马克思的哲学研究观及其现代价值
2015-04-15李晓元闽南师范大学马克思主义学院福建漳州363000
李晓元(闽南师范大学马克思主义学院,福建 漳州 363000)
马克思的哲学研究观及其现代价值
李晓元
(闽南师范大学马克思主义学院,福建 漳州 363000)
哲学研究观和哲学观的差异与统一关系,都支持对马克思的哲学研究观进行相对独立的研究。马克思哲学研究观的产生,有其理论方面的外生动力和现实境遇的内在根据。马克思哲学研究观是现实世界哲学研究观,现实世界描述方法论、现实世界对象视域论和现实世界目的论 (民众目的论)构成其关联结构和完备的理论体系;走进生活世界、工作世界、文化世界等多重现实世界的总体是其核心要义;为民众确立存在总体的世界境界,是其根本的价值旨归。它科学而系统地回答了哲学怎样研究、研究什么和为谁研究的问题,深刻影响了现代哲学走向,特别是对当今中国哲学研究生态具有导向性和启示性。
马克思;哲学研究观;现代价值
抽象或思辨地看,哲学观应是所有对哲学的看法、观点的总和,也包括关于哲学研究什么、怎样研究和为什么研究的哲学研究观问题。而具体或描述地看,即从学界对哲学观的研究看,哲学观及其研究主要是围绕哲学是什么的问题展开的,这就在很大程度上遗漏了哲学研究观的问题,这就为对哲学研究观进行相对独立的研究提供了一个相辅相成的根据。如果说哲学观是对什么是哲学的元问题的研究,那么,哲学研究观则是对包括哲学观在内的哲学研究总体的反思,就更是一个比哲学观更元问题的元问题。

▶ 所给数据
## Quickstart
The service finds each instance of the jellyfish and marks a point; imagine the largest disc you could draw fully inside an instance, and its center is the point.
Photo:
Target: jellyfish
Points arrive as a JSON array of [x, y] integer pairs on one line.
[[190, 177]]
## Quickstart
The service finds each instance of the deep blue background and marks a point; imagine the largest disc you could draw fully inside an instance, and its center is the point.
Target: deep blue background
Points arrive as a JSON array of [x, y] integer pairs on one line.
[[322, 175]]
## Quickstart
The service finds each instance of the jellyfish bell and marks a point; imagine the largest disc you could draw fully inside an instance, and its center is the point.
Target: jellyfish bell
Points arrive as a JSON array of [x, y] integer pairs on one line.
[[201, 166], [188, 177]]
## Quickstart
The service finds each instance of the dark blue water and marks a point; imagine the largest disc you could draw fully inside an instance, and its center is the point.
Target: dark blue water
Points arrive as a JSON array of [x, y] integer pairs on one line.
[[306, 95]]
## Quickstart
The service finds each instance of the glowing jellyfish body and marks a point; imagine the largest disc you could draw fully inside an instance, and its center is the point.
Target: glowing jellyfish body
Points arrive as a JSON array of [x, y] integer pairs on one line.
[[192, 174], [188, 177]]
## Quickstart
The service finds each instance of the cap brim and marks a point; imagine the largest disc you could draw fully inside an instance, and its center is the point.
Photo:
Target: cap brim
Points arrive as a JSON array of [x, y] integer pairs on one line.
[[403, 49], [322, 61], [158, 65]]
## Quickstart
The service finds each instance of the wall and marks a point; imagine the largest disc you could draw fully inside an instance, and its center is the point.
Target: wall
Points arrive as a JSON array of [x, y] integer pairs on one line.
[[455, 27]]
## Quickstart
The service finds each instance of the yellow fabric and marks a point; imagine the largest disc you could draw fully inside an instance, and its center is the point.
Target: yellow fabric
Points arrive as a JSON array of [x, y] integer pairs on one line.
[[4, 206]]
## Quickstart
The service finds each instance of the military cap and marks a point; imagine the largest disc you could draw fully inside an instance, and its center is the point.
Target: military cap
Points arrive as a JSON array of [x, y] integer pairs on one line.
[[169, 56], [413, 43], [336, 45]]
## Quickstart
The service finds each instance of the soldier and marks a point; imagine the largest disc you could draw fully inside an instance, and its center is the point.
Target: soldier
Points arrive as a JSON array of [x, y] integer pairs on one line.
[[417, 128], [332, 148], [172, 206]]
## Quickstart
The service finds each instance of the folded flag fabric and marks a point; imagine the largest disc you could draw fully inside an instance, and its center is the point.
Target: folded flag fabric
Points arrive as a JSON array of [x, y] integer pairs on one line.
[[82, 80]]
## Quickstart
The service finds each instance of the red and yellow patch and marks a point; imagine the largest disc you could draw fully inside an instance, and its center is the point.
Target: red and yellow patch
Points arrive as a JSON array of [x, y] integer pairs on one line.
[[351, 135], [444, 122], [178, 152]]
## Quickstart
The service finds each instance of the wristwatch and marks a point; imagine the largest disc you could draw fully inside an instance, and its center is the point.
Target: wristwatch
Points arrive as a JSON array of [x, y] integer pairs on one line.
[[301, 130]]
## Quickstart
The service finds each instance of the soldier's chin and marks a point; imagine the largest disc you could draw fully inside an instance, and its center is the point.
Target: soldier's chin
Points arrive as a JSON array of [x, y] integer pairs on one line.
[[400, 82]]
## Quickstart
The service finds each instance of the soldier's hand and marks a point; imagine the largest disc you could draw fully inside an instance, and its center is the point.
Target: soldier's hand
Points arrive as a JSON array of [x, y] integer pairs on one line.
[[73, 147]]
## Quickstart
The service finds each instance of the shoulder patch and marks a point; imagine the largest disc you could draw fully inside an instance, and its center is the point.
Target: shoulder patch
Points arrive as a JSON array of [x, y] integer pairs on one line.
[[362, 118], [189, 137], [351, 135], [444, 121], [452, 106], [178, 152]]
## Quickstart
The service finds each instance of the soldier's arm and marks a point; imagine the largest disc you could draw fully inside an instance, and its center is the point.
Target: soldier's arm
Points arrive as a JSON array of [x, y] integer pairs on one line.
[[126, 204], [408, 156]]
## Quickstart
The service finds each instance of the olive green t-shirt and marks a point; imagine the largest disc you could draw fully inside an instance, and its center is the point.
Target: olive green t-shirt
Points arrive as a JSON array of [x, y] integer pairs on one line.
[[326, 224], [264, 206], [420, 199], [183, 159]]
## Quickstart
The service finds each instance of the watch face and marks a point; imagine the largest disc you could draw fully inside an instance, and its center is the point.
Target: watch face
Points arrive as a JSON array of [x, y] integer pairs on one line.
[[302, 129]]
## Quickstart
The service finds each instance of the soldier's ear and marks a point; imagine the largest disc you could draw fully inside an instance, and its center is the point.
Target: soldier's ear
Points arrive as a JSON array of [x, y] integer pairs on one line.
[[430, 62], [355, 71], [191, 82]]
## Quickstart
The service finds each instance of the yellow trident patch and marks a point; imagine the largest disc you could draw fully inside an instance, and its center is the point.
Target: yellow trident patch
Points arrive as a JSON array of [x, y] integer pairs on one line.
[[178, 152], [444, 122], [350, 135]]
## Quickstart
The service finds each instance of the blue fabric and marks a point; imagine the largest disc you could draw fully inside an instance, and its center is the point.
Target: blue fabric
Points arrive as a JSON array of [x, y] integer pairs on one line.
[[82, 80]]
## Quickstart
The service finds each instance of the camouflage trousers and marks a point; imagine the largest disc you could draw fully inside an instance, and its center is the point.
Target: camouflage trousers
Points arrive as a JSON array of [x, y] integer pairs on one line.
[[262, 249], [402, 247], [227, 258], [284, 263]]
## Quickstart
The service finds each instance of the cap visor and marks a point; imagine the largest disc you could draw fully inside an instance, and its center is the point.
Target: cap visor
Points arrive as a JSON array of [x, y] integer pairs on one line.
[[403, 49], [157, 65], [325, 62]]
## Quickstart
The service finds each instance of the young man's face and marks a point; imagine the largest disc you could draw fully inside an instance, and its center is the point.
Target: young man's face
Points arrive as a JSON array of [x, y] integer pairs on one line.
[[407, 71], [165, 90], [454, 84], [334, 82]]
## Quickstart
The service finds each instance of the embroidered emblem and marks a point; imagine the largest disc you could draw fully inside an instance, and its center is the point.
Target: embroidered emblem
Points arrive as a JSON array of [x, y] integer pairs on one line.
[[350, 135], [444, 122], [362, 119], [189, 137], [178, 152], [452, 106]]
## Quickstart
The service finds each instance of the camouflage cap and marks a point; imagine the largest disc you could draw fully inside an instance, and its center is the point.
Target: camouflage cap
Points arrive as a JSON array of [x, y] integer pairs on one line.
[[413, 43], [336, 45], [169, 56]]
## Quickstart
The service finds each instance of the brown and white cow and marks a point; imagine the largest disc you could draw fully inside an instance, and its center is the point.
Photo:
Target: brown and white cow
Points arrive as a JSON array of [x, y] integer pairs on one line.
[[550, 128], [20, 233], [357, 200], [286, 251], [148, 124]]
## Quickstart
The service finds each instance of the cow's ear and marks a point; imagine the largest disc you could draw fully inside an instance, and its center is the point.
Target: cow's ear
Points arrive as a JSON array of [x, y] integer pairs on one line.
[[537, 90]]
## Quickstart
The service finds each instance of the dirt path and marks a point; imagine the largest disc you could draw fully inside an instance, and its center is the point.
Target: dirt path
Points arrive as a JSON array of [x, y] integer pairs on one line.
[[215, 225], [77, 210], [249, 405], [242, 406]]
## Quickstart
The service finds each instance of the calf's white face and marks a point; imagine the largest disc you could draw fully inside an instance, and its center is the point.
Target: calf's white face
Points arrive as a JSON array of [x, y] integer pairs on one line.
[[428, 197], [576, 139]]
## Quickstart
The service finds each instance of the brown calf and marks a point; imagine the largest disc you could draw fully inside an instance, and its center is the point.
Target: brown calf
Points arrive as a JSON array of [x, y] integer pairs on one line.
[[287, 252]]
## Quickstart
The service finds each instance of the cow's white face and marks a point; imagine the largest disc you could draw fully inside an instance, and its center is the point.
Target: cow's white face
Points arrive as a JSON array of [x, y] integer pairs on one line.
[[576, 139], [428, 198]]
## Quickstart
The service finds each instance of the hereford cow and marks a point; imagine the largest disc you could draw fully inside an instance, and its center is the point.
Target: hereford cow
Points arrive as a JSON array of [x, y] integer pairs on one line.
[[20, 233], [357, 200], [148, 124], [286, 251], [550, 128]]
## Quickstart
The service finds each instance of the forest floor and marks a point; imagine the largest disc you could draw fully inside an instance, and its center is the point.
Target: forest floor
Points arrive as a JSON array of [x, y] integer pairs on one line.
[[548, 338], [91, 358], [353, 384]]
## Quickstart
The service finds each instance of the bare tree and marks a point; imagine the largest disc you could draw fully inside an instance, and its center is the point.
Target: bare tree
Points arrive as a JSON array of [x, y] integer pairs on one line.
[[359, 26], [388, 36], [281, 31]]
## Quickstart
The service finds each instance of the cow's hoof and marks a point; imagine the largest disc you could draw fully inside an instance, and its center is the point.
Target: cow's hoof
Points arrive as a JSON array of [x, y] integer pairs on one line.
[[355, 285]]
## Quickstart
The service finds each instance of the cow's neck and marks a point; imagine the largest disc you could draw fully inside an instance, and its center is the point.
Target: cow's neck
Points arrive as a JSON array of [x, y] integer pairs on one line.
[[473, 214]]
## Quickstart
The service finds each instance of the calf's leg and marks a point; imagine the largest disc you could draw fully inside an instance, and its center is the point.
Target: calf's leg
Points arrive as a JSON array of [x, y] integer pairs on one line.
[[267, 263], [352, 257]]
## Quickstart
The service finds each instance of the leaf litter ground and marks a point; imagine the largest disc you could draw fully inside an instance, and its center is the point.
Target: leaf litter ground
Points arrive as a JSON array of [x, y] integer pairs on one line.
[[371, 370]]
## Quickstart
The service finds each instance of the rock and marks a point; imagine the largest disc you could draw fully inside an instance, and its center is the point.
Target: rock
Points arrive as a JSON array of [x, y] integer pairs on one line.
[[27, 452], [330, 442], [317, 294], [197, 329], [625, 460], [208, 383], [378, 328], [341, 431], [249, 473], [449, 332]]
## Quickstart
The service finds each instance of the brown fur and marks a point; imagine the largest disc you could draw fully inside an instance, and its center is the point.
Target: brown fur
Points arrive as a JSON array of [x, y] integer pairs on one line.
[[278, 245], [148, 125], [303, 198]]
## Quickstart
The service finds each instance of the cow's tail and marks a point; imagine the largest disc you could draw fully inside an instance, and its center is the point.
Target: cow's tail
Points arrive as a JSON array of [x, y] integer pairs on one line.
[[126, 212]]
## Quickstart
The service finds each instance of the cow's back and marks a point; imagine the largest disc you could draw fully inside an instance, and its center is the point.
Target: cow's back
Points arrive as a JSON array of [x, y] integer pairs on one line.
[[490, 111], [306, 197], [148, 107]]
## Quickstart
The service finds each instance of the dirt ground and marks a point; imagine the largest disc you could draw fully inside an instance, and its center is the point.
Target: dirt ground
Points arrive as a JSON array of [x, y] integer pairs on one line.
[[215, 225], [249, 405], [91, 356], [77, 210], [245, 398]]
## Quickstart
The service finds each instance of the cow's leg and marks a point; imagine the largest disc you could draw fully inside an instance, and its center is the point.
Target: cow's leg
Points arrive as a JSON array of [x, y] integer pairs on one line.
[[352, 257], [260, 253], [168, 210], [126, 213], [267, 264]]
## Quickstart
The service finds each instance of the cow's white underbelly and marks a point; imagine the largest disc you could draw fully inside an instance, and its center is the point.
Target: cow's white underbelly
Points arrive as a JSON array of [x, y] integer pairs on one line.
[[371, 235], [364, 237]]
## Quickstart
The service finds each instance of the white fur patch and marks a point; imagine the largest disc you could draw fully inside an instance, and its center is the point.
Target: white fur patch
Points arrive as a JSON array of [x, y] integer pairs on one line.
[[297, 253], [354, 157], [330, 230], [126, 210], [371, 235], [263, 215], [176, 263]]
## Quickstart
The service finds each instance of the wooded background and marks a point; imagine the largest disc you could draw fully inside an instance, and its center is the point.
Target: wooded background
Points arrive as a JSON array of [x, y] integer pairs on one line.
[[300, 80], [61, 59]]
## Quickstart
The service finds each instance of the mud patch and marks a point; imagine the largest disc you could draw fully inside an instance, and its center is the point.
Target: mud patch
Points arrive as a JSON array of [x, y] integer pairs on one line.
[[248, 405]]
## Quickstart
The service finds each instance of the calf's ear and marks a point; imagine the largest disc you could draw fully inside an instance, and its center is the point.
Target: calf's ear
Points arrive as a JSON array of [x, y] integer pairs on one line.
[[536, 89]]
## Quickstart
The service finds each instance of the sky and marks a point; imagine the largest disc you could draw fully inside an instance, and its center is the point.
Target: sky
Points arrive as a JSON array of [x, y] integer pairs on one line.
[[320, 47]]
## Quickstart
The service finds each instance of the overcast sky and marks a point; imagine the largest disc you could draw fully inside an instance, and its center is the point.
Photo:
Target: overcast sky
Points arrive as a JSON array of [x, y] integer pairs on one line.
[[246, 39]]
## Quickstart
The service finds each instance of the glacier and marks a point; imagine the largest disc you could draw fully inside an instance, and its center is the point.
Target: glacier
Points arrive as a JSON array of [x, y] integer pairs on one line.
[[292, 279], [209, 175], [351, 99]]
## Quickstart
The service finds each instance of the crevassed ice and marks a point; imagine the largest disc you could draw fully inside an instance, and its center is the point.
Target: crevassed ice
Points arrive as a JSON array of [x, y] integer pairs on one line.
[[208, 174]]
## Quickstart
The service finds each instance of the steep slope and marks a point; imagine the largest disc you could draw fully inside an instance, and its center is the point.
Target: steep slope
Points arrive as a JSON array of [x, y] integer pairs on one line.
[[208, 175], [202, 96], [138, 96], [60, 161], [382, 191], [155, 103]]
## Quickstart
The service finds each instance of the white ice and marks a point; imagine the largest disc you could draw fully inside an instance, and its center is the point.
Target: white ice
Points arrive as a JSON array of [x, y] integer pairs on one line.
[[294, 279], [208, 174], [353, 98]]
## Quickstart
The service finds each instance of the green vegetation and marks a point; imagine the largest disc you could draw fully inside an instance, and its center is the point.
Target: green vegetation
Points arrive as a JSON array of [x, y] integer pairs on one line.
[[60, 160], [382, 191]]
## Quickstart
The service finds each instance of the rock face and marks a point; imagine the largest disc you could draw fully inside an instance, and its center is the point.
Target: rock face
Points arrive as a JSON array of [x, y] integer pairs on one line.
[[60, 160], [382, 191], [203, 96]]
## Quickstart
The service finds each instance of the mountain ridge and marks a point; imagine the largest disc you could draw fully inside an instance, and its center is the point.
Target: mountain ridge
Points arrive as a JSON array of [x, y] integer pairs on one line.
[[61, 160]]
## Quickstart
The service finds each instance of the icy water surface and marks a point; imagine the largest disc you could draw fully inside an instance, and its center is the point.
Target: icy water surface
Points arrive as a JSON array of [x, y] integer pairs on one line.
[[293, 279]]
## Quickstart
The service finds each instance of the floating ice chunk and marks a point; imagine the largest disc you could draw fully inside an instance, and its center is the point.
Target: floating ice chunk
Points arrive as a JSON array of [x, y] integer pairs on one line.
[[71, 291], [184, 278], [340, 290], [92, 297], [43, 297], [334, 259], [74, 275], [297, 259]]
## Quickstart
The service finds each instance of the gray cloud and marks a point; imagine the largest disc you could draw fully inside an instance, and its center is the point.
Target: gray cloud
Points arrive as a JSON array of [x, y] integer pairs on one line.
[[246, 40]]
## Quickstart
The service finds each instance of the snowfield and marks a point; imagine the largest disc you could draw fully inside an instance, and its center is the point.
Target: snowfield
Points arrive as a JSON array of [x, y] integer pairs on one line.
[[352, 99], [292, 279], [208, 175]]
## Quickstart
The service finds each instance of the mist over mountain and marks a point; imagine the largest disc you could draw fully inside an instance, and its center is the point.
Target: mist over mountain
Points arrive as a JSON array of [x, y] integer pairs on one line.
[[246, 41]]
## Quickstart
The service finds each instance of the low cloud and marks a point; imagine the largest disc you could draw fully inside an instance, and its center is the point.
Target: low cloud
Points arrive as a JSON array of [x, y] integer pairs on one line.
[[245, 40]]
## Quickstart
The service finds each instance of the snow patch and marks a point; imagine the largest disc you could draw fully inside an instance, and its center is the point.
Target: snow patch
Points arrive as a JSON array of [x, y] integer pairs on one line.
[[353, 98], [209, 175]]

▶ 任务说明
请把阅读选段中的句子"马克思哲学研究观的产生,有其理论方面的外生动力和现实境遇的内在根据。"译成英文。

▶ 完整解答
The emergence of Marx's view of philosophical research has both an external impetus on the theoretical side and an internal basis in real-world circumstances.